» Given task
Extract every line of the data below that contains the word "this".

* Begin *

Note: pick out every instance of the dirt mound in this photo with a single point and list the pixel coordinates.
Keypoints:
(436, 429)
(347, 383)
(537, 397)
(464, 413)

* End *
* Begin *

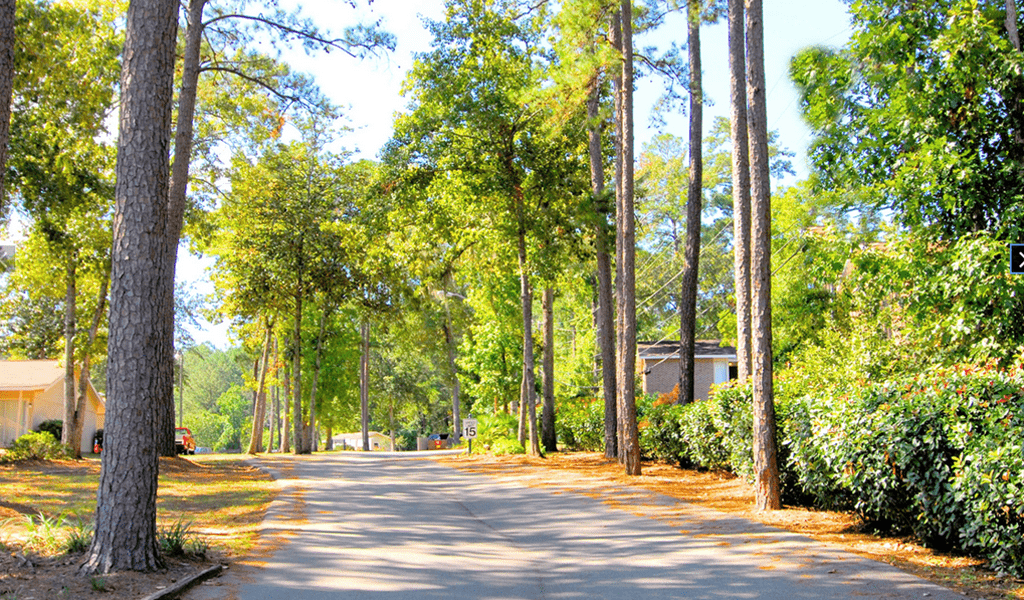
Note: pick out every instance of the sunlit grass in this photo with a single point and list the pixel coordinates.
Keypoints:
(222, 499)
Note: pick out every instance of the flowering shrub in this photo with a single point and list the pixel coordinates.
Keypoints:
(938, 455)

* End *

» Answer
Note: pick out every instance of the dirt mound in this photo with a single point and list the pixel coordinates.
Note: pick out every instance of the sunlit grass in this photo with a single point and list the pixel coordinates.
Note: pick out every instance of the flowering shrub in this photo with a single point and list the pixel coordinates.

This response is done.